Task to complete = Without altering anything, repeat each of the records.

——

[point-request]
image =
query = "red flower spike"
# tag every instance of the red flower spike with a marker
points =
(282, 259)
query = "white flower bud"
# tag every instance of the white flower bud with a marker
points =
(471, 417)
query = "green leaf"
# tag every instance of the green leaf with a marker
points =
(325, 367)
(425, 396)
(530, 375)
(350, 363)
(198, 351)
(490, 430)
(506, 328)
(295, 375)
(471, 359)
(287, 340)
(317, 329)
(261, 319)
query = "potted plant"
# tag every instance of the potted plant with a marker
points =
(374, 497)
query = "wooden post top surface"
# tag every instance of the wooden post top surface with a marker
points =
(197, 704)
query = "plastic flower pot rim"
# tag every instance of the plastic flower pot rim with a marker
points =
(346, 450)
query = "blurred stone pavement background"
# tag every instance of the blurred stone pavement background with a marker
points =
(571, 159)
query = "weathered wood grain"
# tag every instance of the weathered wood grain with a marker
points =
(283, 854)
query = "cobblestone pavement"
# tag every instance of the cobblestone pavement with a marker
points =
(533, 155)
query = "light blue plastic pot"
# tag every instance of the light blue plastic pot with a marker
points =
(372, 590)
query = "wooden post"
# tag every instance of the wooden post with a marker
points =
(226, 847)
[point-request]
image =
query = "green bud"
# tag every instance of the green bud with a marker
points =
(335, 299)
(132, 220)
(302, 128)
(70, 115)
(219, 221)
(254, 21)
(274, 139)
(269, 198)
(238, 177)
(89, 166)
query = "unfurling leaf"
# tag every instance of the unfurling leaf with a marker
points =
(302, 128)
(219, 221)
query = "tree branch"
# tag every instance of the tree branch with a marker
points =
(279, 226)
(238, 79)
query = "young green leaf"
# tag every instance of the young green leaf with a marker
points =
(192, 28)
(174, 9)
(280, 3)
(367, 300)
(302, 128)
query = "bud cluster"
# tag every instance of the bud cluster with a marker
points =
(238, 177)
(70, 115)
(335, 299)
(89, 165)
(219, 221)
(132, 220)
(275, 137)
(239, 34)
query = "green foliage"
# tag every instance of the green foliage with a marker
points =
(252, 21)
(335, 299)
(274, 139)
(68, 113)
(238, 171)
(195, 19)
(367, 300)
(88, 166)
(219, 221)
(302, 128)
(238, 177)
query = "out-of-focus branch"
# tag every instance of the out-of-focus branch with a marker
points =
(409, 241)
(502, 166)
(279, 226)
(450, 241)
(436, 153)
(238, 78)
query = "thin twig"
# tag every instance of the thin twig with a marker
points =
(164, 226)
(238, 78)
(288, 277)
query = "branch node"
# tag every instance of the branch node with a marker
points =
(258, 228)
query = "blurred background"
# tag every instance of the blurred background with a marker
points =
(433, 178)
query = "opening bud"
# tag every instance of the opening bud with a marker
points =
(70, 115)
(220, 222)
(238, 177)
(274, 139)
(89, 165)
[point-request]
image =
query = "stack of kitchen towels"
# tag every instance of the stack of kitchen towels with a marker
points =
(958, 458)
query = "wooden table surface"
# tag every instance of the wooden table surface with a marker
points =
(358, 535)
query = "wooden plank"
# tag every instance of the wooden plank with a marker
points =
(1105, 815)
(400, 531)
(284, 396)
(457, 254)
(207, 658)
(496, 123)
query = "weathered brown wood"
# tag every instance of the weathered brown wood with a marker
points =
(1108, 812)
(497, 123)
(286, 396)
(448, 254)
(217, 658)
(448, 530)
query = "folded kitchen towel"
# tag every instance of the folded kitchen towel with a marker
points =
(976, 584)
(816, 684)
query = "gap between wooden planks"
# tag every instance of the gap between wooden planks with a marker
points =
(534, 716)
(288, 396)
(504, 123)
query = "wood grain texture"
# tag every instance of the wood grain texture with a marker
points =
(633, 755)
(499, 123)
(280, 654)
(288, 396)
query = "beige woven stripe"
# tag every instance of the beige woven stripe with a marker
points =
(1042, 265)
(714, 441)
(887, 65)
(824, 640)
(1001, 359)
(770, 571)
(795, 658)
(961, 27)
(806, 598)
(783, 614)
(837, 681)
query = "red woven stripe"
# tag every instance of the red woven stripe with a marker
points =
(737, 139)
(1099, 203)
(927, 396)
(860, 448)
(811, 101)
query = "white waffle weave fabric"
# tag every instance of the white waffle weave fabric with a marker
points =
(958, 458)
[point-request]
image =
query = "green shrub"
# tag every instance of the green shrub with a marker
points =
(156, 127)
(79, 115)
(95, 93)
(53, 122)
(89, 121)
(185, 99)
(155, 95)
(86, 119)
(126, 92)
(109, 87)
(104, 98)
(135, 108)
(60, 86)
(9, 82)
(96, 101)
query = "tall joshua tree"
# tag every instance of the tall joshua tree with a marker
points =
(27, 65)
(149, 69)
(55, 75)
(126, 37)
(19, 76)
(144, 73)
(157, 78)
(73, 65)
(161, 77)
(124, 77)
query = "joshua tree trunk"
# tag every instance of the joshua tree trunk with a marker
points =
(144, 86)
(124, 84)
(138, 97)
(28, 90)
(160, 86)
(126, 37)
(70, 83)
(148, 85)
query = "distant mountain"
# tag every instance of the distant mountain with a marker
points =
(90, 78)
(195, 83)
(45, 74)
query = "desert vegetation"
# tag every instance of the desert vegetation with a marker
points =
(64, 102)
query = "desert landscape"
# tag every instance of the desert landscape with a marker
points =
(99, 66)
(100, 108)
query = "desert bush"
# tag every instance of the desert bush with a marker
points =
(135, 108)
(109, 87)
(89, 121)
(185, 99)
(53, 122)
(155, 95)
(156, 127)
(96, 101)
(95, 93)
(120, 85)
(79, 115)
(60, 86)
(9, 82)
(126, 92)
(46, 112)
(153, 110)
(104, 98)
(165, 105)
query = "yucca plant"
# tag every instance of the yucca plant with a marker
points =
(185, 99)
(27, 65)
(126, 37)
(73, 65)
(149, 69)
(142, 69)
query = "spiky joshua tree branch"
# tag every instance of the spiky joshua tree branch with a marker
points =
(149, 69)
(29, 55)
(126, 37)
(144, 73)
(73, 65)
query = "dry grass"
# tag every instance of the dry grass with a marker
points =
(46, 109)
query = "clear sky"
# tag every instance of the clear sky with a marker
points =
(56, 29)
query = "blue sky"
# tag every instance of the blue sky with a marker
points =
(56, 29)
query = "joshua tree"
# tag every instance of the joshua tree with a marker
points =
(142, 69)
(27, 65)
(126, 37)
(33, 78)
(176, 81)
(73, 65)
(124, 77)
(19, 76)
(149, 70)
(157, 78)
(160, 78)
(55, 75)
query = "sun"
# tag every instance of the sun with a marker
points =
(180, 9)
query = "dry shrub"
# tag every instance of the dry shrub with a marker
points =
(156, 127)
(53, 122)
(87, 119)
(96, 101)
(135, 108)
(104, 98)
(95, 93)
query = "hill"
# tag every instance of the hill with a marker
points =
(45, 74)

——

Solution to this task =
[point-request]
image =
query = "red flower spike"
# tag every instance of the red flower spike with a marker
points =
(282, 259)
query = "white flower bud"
# tag every instance of the white flower bud with a marker
points =
(471, 417)
query = "green leaf"
# tag every instance of the green leaf with a marker
points =
(325, 367)
(425, 396)
(530, 375)
(350, 363)
(198, 351)
(490, 430)
(506, 328)
(295, 375)
(471, 359)
(287, 340)
(317, 329)
(261, 319)
query = "potted plant"
# tag every instance of the potted plant with a marker
points =
(374, 497)
query = "wooden post top surface"
# tag every instance of the wooden post top surface with a marker
points =
(197, 704)
query = "plastic flower pot rim"
# tag every instance of the plastic flower pot rim with a marker
points =
(346, 450)
query = "blurred stone pavement background"
# tag every instance of the blurred stone pavement background with a marker
points =
(571, 159)
query = "weathered wood grain"
# tag every instance of the weathered wood grain with a marker
points =
(283, 854)
query = "cobblestone pavement"
# tag every instance of the cobblestone pavement with a marker
points =
(533, 155)
query = "light blue plastic pot"
# tag every instance of the light blue plastic pot with a marker
points =
(372, 590)
query = "wooden post"
# tag every instance of the wooden post with a marker
points =
(226, 847)
[point-request]
image =
query = "green bud"
# tag every instance of the green bud with a marker
points =
(335, 299)
(132, 220)
(302, 128)
(70, 115)
(219, 221)
(254, 21)
(274, 139)
(269, 198)
(238, 177)
(89, 166)
query = "unfurling leaf"
# tag every instance of the unfurling leaf with a marker
points =
(302, 128)
(219, 221)
query = "tree branch"
# tag every instance of the tree branch with a marker
points =
(279, 226)
(238, 79)
query = "young green leaf"
# tag every instance of the young green leaf with a marker
points =
(192, 28)
(174, 9)
(280, 3)
(367, 300)
(302, 128)
query = "bud cluster"
# tag every instance of the bud cluster with a marker
points =
(238, 177)
(70, 115)
(335, 299)
(89, 165)
(219, 221)
(132, 220)
(275, 137)
(239, 34)
query = "green foliage"
# tag every instance of the green foliage with a marker
points =
(252, 21)
(335, 299)
(274, 139)
(68, 113)
(238, 171)
(195, 19)
(367, 300)
(88, 166)
(219, 221)
(302, 128)
(238, 177)
query = "out-of-focus branch"
# tag every instance of the out-of-focus branch with a marker
points =
(409, 241)
(502, 166)
(279, 226)
(450, 241)
(436, 153)
(238, 78)
query = "thin twig"
# tag every instance of the thin twig with a marker
points =
(164, 226)
(238, 78)
(288, 277)
query = "branch node"
# tag every instance of the branch node with a marker
points =
(258, 228)
query = "blurred background"
# tag every instance of the blurred background with a marker
points =
(433, 178)
query = "opening bud"
# tag every instance of the opening bud with a marker
points =
(70, 115)
(220, 222)
(238, 177)
(274, 139)
(89, 165)
[point-request]
image =
query = "stack of kitchen towels"
# tag every instance of the stack of kitchen towels with a marker
points =
(958, 458)
query = "wooden table surface"
# tag every instance of the wooden table surface with a marker
points =
(358, 535)
query = "wooden plank"
# tag every instance of the wooden plank with a marker
points =
(1105, 815)
(400, 531)
(284, 396)
(457, 254)
(207, 658)
(496, 123)
query = "weathered brown wood"
# tag every instance of the weathered brown wood with a marker
points =
(1108, 812)
(497, 123)
(286, 396)
(448, 254)
(217, 658)
(448, 530)
query = "folded kitchen towel"
# tag every instance of the folded kitchen towel with a marker
points =
(976, 584)
(816, 684)
query = "gap between wooden planks"
# tag every instance of the gap between wooden planks with a marker
points =
(534, 716)
(288, 396)
(504, 123)
query = "wood grain texture"
# tag every instance of the wood grain texture with a marker
points =
(633, 755)
(499, 123)
(280, 654)
(288, 396)
query = "beige woven stripe"
# tag every instance of the beige woven stripe with a marker
points =
(1042, 265)
(714, 441)
(887, 65)
(824, 640)
(1001, 359)
(770, 571)
(795, 658)
(961, 27)
(806, 598)
(783, 614)
(837, 681)
query = "red woven stripe"
# tag every instance of the red woven stripe with a marker
points =
(737, 139)
(1099, 203)
(927, 396)
(860, 448)
(811, 101)
query = "white waffle weave fabric"
# tag every instance of the white waffle weave fabric with a marker
points =
(958, 458)
[point-request]
image =
query = "green shrub"
# tag every instance of the green shrub with a marker
points =
(156, 127)
(79, 115)
(95, 93)
(53, 122)
(89, 121)
(185, 99)
(155, 95)
(86, 119)
(126, 92)
(109, 87)
(104, 98)
(135, 108)
(60, 86)
(9, 82)
(96, 101)
query = "tall joshua tree"
# tag every instance of the tall joshua tree with a marker
points =
(27, 65)
(149, 69)
(55, 75)
(126, 37)
(19, 76)
(144, 73)
(157, 78)
(73, 65)
(161, 77)
(124, 77)
query = "joshua tree trunk"
# tag every instance of the joshua tree trunk with a marker
points =
(144, 86)
(124, 84)
(138, 97)
(28, 90)
(160, 86)
(126, 37)
(70, 83)
(148, 85)
query = "distant mountain"
# tag every instance of the distant mountain with a marker
points =
(90, 78)
(195, 83)
(45, 74)
query = "desert vegetation"
# tag every instance of the desert vegetation with a marker
points =
(64, 102)
query = "desert landscape"
# tag every instance of the desert landscape with a marker
points =
(99, 66)
(100, 108)
query = "desert bush"
# tag every instance of the desert bush with a marker
points =
(135, 108)
(109, 87)
(89, 121)
(185, 99)
(53, 122)
(155, 95)
(156, 127)
(96, 101)
(95, 93)
(120, 85)
(79, 115)
(60, 86)
(9, 82)
(126, 92)
(46, 112)
(153, 110)
(104, 98)
(165, 105)
query = "yucca plant"
# tag every instance of the yucca plant with a marker
points =
(185, 99)
(27, 65)
(126, 37)
(73, 65)
(149, 69)
(142, 69)
query = "spiky joshua tree branch"
# tag every instance of the spiky joshua tree branch with a marker
points =
(149, 69)
(29, 55)
(126, 37)
(144, 73)
(73, 65)
query = "dry grass"
# tag every instance of the dry grass with a marker
points =
(46, 109)
query = "clear sky"
# tag every instance of the clear sky with a marker
points =
(56, 29)
query = "blue sky"
# tag every instance of the blue sky with a marker
points =
(56, 29)
query = "joshua tree"
# tag every instance of the joshua tree with a marker
points =
(142, 69)
(27, 65)
(126, 37)
(33, 78)
(176, 81)
(73, 65)
(124, 77)
(19, 76)
(149, 70)
(157, 78)
(160, 78)
(55, 75)
query = "sun"
# tag every instance of the sun with a marker
points =
(180, 9)
query = "dry shrub"
# tag every instance of the dry shrub with a marker
points =
(156, 127)
(53, 122)
(87, 119)
(96, 101)
(135, 108)
(104, 98)
(95, 93)
query = "hill"
# tag every instance of the hill with a marker
points =
(45, 74)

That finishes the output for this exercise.